**Énoncé:**
Recopiez le passage du texte sur le report de la reprise des cours allant de "Les enseignants testés" jusqu'à "tenants du pouvoir." inclus, en substituant "Kolda" à "Ziguinchor".

Les enseignants testés positifs avancé comme argument pour expliquer le report de la reprise des cours, prévue le 2 juin, peine à convaincre. Certains se demandent ce que serait le protocole sanitaire dans le public, alors que d’autres s’interrogent sur le rôle du privé catholique.
Lundi 1er juin à 23h, coup de tonnerre ! La reprise des cours prévue le 2 juin n’aura pas lieu. Le chef de l’Etat Macky Sall a décidé de suspendre le retour en classe des 551 000 élèves en classe d’examen et de leurs 97 000 enseignants. La raison officielle sera servie dans la nuit : il y a des enseignants qui ont été testés positifs au Covid-19 à Ziguinchor, 10 enseignants précisément. La prudence recommande donc de ne pas exposer les acteurs de l’école. C’est du moins la thèse défendue par les tenants du pouvoir.

**Données sources:**
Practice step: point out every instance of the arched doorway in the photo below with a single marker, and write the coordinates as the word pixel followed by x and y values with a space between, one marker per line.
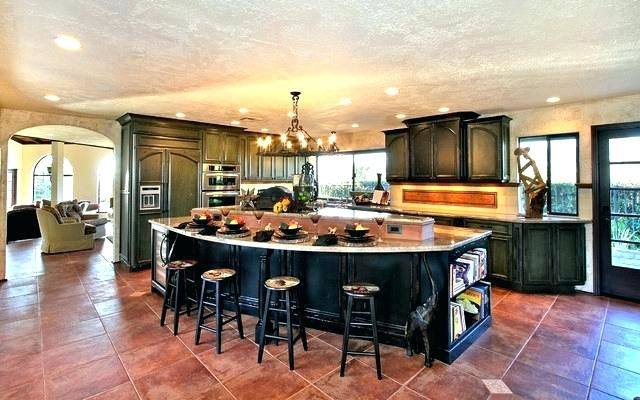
pixel 19 122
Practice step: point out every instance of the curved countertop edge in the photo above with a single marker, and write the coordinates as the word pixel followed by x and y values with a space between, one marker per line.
pixel 446 239
pixel 551 219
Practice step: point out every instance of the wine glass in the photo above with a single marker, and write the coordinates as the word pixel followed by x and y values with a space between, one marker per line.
pixel 258 214
pixel 379 222
pixel 315 217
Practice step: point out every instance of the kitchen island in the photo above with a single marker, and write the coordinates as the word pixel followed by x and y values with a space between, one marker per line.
pixel 399 267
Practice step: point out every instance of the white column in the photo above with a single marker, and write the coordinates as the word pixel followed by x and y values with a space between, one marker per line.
pixel 57 172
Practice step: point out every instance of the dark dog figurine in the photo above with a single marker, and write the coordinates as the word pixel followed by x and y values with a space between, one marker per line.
pixel 420 319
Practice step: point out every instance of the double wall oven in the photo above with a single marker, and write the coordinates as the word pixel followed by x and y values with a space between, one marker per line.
pixel 220 184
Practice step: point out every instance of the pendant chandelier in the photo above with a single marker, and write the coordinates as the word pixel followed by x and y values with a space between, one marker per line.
pixel 296 141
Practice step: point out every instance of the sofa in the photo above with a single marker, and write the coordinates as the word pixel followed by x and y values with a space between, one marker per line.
pixel 61 234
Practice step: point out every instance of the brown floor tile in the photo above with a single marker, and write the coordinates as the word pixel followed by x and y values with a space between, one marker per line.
pixel 93 378
pixel 558 362
pixel 33 390
pixel 238 356
pixel 310 393
pixel 186 379
pixel 583 344
pixel 622 336
pixel 395 362
pixel 16 370
pixel 359 381
pixel 125 391
pixel 532 383
pixel 620 356
pixel 482 363
pixel 615 381
pixel 442 382
pixel 144 360
pixel 61 334
pixel 317 361
pixel 74 355
pixel 269 380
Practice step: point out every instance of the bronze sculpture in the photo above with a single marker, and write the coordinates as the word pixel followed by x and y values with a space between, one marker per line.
pixel 535 187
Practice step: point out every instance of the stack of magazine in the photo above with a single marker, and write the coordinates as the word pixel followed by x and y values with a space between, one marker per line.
pixel 470 306
pixel 468 268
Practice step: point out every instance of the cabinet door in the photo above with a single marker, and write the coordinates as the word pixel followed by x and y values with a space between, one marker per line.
pixel 214 147
pixel 446 149
pixel 280 167
pixel 183 177
pixel 538 254
pixel 232 149
pixel 484 151
pixel 397 146
pixel 569 261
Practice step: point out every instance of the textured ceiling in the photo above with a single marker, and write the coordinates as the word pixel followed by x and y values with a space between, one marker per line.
pixel 209 58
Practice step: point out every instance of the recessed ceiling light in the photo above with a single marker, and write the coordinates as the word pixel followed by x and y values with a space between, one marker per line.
pixel 391 91
pixel 67 42
pixel 52 97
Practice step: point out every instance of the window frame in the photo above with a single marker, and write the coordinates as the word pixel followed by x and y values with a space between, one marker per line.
pixel 353 153
pixel 549 138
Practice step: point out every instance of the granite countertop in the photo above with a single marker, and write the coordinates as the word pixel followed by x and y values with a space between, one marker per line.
pixel 487 217
pixel 446 238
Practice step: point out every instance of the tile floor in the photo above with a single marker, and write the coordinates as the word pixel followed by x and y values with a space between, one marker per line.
pixel 72 327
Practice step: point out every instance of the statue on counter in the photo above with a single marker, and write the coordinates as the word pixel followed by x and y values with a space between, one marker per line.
pixel 535 187
pixel 420 319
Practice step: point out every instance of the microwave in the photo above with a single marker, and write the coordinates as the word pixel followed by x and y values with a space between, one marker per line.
pixel 219 199
pixel 228 181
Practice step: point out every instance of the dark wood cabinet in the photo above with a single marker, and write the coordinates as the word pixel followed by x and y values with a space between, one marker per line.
pixel 397 148
pixel 488 149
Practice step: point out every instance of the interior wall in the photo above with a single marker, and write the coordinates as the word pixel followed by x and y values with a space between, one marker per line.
pixel 84 160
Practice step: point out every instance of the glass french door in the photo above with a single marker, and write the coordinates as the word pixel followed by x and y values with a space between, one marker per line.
pixel 619 209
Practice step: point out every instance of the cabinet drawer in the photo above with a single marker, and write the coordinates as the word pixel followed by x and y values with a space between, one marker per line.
pixel 498 228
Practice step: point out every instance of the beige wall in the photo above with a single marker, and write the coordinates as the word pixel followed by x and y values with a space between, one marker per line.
pixel 83 159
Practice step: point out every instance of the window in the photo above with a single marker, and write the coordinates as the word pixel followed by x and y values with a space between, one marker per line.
pixel 42 179
pixel 340 174
pixel 557 160
pixel 12 187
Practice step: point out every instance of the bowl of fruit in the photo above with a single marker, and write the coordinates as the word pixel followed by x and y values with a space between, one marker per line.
pixel 202 219
pixel 234 223
pixel 356 230
pixel 290 228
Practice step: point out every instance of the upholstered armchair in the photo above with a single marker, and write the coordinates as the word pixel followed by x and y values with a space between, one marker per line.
pixel 60 235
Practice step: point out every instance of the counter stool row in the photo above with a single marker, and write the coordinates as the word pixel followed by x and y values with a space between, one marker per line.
pixel 282 297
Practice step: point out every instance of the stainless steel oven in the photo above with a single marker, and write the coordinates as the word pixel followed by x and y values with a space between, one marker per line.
pixel 219 199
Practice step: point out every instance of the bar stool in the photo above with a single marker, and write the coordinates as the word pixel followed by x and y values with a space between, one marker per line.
pixel 364 292
pixel 175 291
pixel 277 285
pixel 213 280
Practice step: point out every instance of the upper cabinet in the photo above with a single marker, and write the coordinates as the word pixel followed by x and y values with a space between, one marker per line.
pixel 449 147
pixel 488 149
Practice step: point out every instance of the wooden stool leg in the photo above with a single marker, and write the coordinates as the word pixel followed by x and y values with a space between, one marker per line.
pixel 166 298
pixel 263 328
pixel 345 336
pixel 372 306
pixel 219 308
pixel 200 312
pixel 176 302
pixel 236 296
pixel 289 328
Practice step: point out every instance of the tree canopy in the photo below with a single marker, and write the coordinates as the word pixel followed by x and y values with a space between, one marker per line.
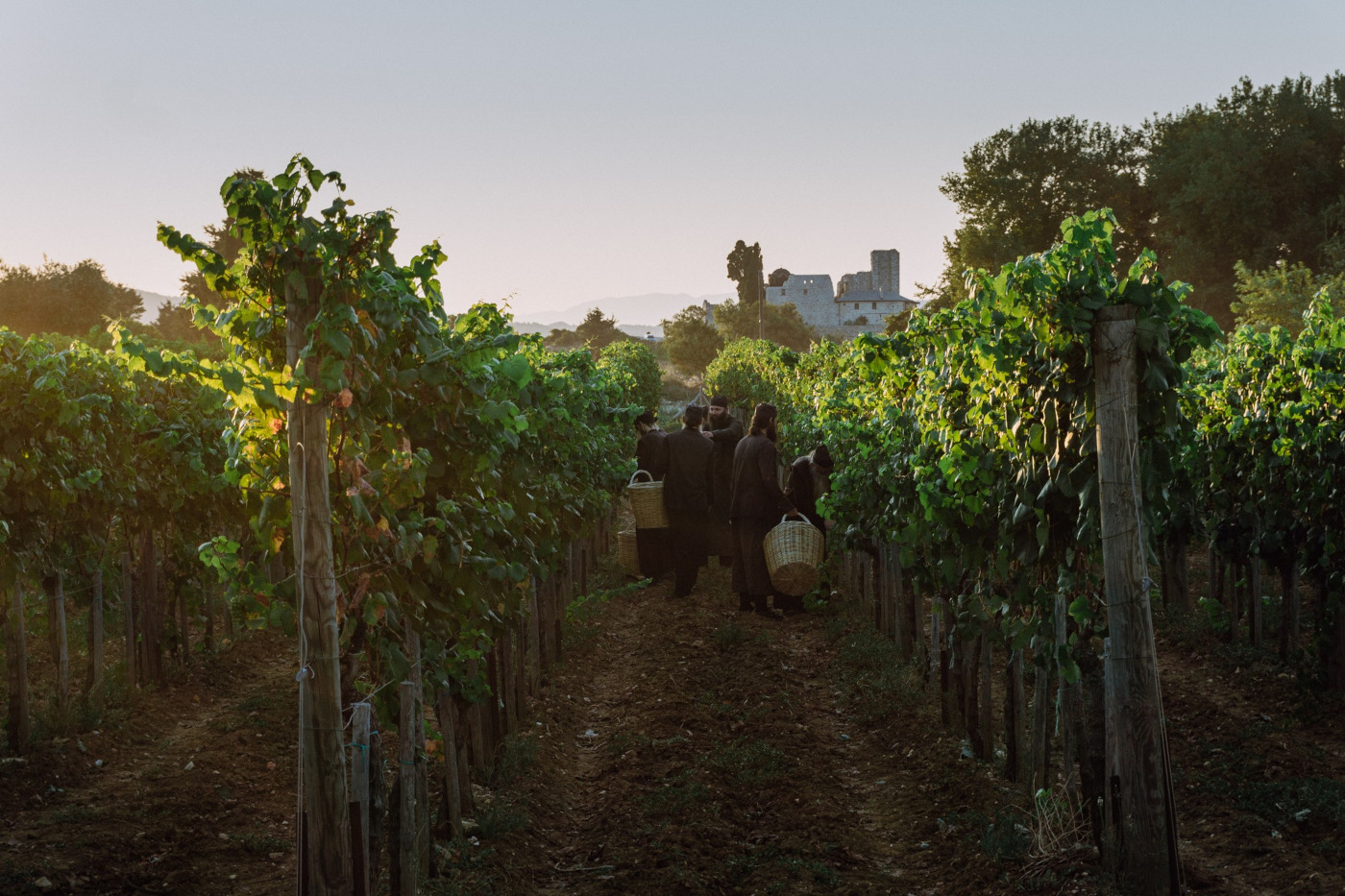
pixel 63 299
pixel 1278 296
pixel 599 331
pixel 1255 178
pixel 784 326
pixel 692 343
pixel 746 269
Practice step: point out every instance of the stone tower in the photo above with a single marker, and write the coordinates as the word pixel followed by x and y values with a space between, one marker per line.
pixel 885 265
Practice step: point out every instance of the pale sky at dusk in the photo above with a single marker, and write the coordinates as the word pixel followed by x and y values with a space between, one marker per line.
pixel 565 153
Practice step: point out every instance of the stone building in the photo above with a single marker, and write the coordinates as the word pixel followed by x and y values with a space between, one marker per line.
pixel 861 303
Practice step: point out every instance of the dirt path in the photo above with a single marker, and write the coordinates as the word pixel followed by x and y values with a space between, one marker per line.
pixel 689 748
pixel 194 792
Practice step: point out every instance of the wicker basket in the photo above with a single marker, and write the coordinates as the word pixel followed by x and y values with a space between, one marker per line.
pixel 627 552
pixel 793 554
pixel 648 502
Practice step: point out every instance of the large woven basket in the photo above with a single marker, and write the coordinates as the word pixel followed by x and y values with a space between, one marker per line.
pixel 627 552
pixel 648 502
pixel 793 554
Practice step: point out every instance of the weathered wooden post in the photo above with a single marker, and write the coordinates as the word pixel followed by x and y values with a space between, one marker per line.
pixel 1146 838
pixel 60 644
pixel 452 784
pixel 94 678
pixel 17 724
pixel 534 642
pixel 323 778
pixel 406 859
pixel 424 844
pixel 1254 604
pixel 360 725
pixel 128 608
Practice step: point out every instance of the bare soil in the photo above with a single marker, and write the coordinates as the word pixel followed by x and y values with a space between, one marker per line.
pixel 686 748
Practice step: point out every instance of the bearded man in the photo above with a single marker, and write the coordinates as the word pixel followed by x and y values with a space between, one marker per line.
pixel 755 509
pixel 725 432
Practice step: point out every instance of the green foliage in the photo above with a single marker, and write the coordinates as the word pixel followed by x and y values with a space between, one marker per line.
pixel 1280 296
pixel 62 299
pixel 975 426
pixel 632 368
pixel 1253 178
pixel 463 456
pixel 746 269
pixel 564 339
pixel 692 343
pixel 784 326
pixel 1017 184
pixel 599 331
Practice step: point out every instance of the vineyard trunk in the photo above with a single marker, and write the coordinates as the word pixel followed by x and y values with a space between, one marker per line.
pixel 452 785
pixel 360 725
pixel 406 861
pixel 1146 838
pixel 1254 606
pixel 94 678
pixel 17 724
pixel 128 611
pixel 323 778
pixel 1288 608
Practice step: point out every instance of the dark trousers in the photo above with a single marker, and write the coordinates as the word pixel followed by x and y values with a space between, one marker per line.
pixel 652 547
pixel 750 574
pixel 688 532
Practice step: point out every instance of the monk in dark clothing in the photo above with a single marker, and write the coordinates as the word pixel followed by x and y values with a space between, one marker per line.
pixel 810 478
pixel 651 455
pixel 686 498
pixel 725 432
pixel 755 509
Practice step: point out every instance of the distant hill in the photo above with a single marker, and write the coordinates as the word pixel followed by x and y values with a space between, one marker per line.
pixel 629 329
pixel 629 309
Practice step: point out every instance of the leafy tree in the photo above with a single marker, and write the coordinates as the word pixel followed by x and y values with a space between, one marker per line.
pixel 599 331
pixel 1278 296
pixel 746 269
pixel 898 322
pixel 1017 184
pixel 561 338
pixel 632 366
pixel 63 299
pixel 784 326
pixel 225 244
pixel 690 342
pixel 1254 178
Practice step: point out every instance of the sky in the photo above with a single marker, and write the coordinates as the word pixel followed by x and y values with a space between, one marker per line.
pixel 565 153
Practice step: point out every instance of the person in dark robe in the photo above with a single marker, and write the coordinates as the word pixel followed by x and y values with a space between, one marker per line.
pixel 651 455
pixel 651 451
pixel 755 509
pixel 810 478
pixel 686 498
pixel 725 432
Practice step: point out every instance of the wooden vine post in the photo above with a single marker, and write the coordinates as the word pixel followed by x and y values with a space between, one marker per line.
pixel 17 724
pixel 360 727
pixel 94 678
pixel 1145 842
pixel 322 740
pixel 128 611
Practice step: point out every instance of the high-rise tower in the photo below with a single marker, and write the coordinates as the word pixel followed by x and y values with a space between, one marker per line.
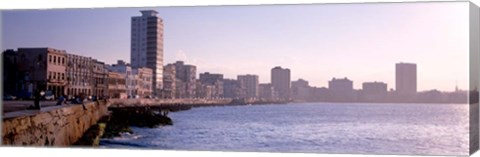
pixel 147 46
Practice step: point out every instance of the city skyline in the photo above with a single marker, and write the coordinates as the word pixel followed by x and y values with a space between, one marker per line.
pixel 308 63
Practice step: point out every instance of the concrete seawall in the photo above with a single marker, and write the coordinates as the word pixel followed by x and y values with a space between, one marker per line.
pixel 60 126
pixel 119 103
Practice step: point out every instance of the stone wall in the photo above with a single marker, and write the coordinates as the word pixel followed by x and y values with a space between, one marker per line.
pixel 57 127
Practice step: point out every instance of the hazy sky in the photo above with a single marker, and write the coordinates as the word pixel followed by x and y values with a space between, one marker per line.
pixel 317 42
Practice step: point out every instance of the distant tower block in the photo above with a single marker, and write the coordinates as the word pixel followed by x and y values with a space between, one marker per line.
pixel 147 45
pixel 406 78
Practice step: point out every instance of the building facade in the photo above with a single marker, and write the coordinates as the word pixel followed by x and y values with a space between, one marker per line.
pixel 267 92
pixel 374 91
pixel 100 73
pixel 143 81
pixel 169 81
pixel 406 79
pixel 31 69
pixel 116 85
pixel 80 75
pixel 215 81
pixel 147 45
pixel 280 79
pixel 232 89
pixel 138 81
pixel 186 76
pixel 301 90
pixel 250 84
pixel 341 90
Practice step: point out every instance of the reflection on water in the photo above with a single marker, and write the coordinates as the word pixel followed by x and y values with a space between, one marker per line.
pixel 433 129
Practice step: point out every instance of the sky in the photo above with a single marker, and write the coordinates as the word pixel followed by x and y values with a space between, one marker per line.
pixel 316 42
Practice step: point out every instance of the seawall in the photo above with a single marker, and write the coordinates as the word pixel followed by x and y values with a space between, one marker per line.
pixel 60 126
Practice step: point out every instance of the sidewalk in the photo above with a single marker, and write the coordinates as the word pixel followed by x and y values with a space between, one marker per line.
pixel 13 109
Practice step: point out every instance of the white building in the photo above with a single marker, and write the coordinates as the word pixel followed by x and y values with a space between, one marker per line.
pixel 281 82
pixel 147 45
pixel 250 84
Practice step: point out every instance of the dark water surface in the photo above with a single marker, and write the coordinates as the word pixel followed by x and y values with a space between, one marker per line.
pixel 433 129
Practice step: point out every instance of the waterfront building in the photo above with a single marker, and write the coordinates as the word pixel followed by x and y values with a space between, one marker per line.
pixel 43 69
pixel 267 92
pixel 147 45
pixel 204 90
pixel 250 84
pixel 123 68
pixel 31 69
pixel 13 78
pixel 138 81
pixel 116 85
pixel 280 79
pixel 214 80
pixel 341 89
pixel 301 91
pixel 232 89
pixel 169 81
pixel 79 75
pixel 143 81
pixel 186 74
pixel 100 73
pixel 320 94
pixel 374 91
pixel 406 79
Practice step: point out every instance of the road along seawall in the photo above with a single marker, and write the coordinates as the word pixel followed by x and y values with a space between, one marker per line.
pixel 60 127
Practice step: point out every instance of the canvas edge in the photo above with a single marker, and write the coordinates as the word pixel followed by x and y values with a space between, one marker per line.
pixel 474 44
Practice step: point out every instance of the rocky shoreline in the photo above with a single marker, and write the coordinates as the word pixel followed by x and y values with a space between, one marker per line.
pixel 120 120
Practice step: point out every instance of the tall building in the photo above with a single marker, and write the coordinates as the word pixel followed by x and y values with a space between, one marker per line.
pixel 406 79
pixel 147 45
pixel 123 68
pixel 232 89
pixel 267 92
pixel 169 81
pixel 374 91
pixel 186 80
pixel 250 84
pixel 301 91
pixel 143 82
pixel 116 85
pixel 214 80
pixel 280 79
pixel 100 73
pixel 341 89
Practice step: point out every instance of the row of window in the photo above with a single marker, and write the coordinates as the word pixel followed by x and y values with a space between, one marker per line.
pixel 56 75
pixel 56 60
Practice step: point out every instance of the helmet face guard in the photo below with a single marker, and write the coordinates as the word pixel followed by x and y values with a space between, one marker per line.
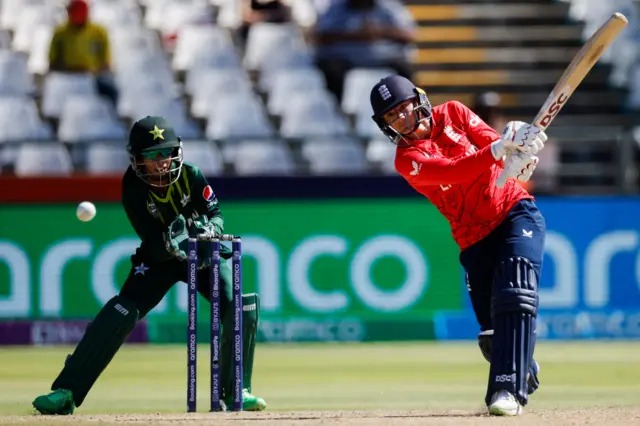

**Corrigé:**
Les enseignants testés positifs avancé comme argument pour expliquer le report de la reprise des cours, prévue le 2 juin, peine à convaincre. Certains se demandent ce que serait le protocole sanitaire dans le public, alors que d’autres s’interrogent sur le rôle du privé catholique.
Lundi 1er juin à 23h, coup de tonnerre ! La reprise des cours prévue le 2 juin n’aura pas lieu. Le chef de l’Etat Macky Sall a décidé de suspendre le retour en classe des 551 000 élèves en classe d’examen et de leurs 97 000 enseignants. La raison officielle sera servie dans la nuit : il y a des enseignants qui ont été testés positifs au Covid-19 à Kolda, 10 enseignants précisément. La prudence recommande donc de ne pas exposer les acteurs de l’école. C’est du moins la thèse défendue par les tenants du pouvoir.